The Work Takes Shape
The team didn’t start as strangers.
Michael Allen and Nick Larson, who met during Week of Welcome, had worked as bike mechanics before Cal Poly. Cooper Nichols and Emerson Nicholas already knew how to work side by side from Solar Regatta. By senior project selection, the four had the trust that matters when a design has to move from idea to hardware.
Nichols said working with Kreamelmeyer felt rewarding from the start.
“He gave us so much creative freedom,” Allen said. “He wanted something cool.”
Kreamelmeyer didn’t come in with a set design in mind, but he was clear about the direction: keep it simple and lightweight, with as few controls as possible.
That distinction mattered in Nordic skiing. Downhill designs can rely on suspension, while cross-country setups often default to rigid frames that limit turning and edge control. Early concepts came quickly, informed by past Cal Poly projects and familiar design systems, but none delivered what Kreamelmeyer wanted to feel on snow.
It emerged late, after a long back-and-forth, as the team returned to one stubborn problem — improving handling without complicating the design.

→ **INFORMATION PROVIDED**
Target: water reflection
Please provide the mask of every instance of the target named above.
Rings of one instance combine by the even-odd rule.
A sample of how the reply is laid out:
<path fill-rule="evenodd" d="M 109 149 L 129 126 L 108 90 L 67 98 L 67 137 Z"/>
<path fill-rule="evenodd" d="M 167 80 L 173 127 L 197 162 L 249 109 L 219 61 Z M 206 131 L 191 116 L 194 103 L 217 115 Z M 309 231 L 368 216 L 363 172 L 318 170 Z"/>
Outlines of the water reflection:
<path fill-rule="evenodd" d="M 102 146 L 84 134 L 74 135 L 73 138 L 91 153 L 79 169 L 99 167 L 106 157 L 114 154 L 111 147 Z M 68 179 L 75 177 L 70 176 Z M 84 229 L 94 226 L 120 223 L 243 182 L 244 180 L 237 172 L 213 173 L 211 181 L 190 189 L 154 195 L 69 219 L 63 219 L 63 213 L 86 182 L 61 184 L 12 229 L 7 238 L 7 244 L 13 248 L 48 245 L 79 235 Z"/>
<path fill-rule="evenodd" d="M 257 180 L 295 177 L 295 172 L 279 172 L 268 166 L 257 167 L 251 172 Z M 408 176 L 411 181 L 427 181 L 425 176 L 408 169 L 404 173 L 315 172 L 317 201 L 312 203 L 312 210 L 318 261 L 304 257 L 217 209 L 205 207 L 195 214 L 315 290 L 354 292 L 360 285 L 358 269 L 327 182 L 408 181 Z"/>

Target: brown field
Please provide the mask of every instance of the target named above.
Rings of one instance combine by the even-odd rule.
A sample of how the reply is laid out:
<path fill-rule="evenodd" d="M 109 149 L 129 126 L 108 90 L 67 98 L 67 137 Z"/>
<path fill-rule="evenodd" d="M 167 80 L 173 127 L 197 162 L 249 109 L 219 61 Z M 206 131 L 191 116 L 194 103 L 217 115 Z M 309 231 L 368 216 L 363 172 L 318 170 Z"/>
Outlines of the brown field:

→ **EXERCISE REQUIREMENTS**
Pick up the passage about the Cal Poly senior project team's Nordic ski design after its final sentence and keep writing it.

→ **TASK ANSWER**
“We were about three hours into a conversation when we had that ‘aha’ moment,” Larson said.
After that, the direction snapped into focus. The answer was a frame that could roll from edge to edge, giving a seated skier more control without adding complexity. Inspired by a four-bar linkage, they studied how skis facilitate motion and worked backward toward a simpler system. The result was a compliant composite frame designed to flex in a controlled way, rather than rely on a traditional tube design.
Refinement came through tuning stiffness, materials and load response until the frame behaved the way they intended. But Kreamelmeyer wouldn’t judge it in a lab. He would judge it on his trails.
On Snow
By spring 2025, the prototype was ready. The team packed it up and headed to Colorado, where Kreamelmeyer would test it on snow for the first time.
Kreamelmeyer invited the students into his life as much as into the project. They stayed at his house, shared meals and talked late into the evening. During the day, he brought them to the Frisco Nordic Center and coached them through the basics of cross-country skiing between test runs.
“It didn’t feel like a typical senior project,” Nicholas said. “You could put a face to the person you’re building for.”

On the trail, the students watched Kreamelmeyer ride the prototype while there was still time to change it, reading the feedback in small tells: another run, a deeper lean into a turn, the design responding as it had on paper.
They also took turns riding the sit-ski themselves, pushing it harder than they expected others to. They wanted to see what might fail. The frame didn’t.
“We could see him light up,” Nichols said.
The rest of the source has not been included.